At that time, Japan was called Wakoku (倭国) by China. “倭” means “dwarf” and in a sense, this may seem insulting. However, Japan had accepted this appellation.
When we say, “Wa o Motte Totoshi to Suru” (We regard Wa as precious), the Wa (和) in this case meaning “harmony”, is pronounced the same as 倭. Therefore, one way of thinking interprets that the country of 倭 is also precious.
Prince Shotoku’s idea is retained in Horyu-ji Temple.
The masterpiece representing Horyu-ji Temple is the statue of Kudara Kannon. This statue is made of camphor tree, thus confirming that the statue was genuinely made in Japan. It is a very tall statue. Being of this height means that it also represents a tall tree. Therefore, this statue simultaneously expresses the worship of trees. The wooden architecture of Horyu-ji Temple itself includes the Five-storied Pagoda, which stores Bussha-ri or Buddha’s bones and is equivalent to the coffin part of the ancient mounded tomb or the circular part seen from the side. This shows a change, in that the worship of ancestors became incorporated into Buddhism. In other words, temples came to be entrusted with graves.
The Statue of Shaka Sanzon (Buddha Triad) made by Buddhist sculptor Tori is placed in the Kondo (Golden Hall). The epitaph inscribed on the back of the Triad proves that Horyu-ji Temple was built during the Asuka Period.
Clearly, Emperor Shomu, who inherited Prince Shotoku’s idea, greatly restored the worship of Prince Shotoku, entering the Nara Period.
And it is very important that the Great Buddha Hall was built by Emperor Shomu during this period. Emperor Shomu later became a monk.
He worshiped the Kegon-kyo or Konkomyo-kyo (Golden Bright) Sutra. According to his faith, he decided to build Todai-ji Temple and the Great Buddha Hall.

• **What you have to do**: From the passage on Horyu-ji Temple and Japanese history, extract the text starting at "The Statue of Shaka" and ending at "Great Buddha Hall.".

• **Data excerpt**:
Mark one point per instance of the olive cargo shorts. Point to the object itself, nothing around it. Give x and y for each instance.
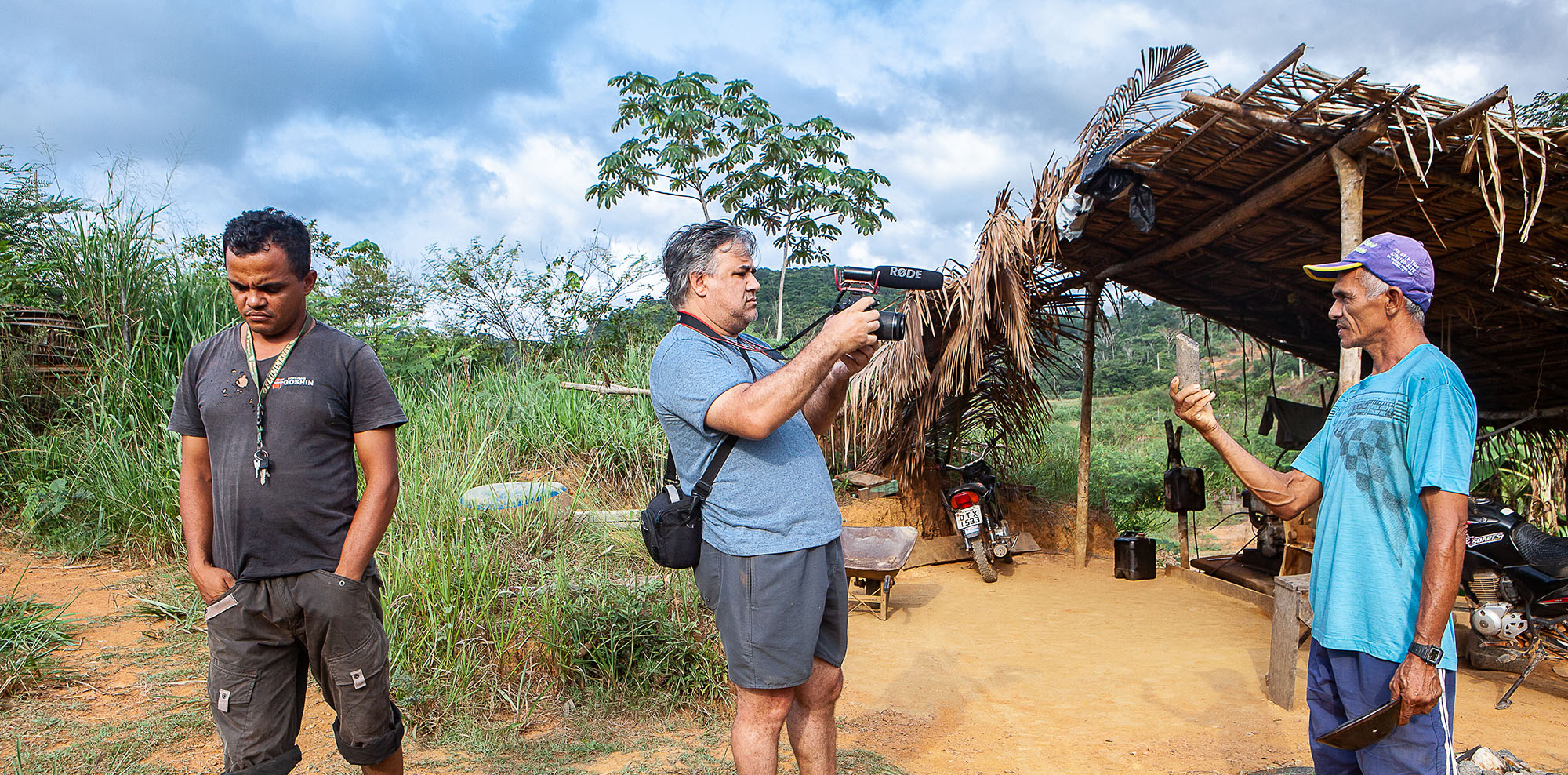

• **Task solution**:
The Statue of Shaka Sanzon (Buddha Triad) made by Buddhist sculptor Tori is placed in the Kondo (Golden Hall). The epitaph inscribed on the back of the Triad proves that Horyu-ji Temple was built during the Asuka Period.
Clearly, Emperor Shomu, who inherited Prince Shotoku’s idea, greatly restored the worship of Prince Shotoku, entering the Nara Period.
And it is very important that the Great Buddha Hall was built by Emperor Shomu during this period. Emperor Shomu later became a monk.
He worshiped the Kegon-kyo or Konkomyo-kyo (Golden Bright) Sutra. According to his faith, he decided to build Todai-ji Temple and the Great Buddha Hall.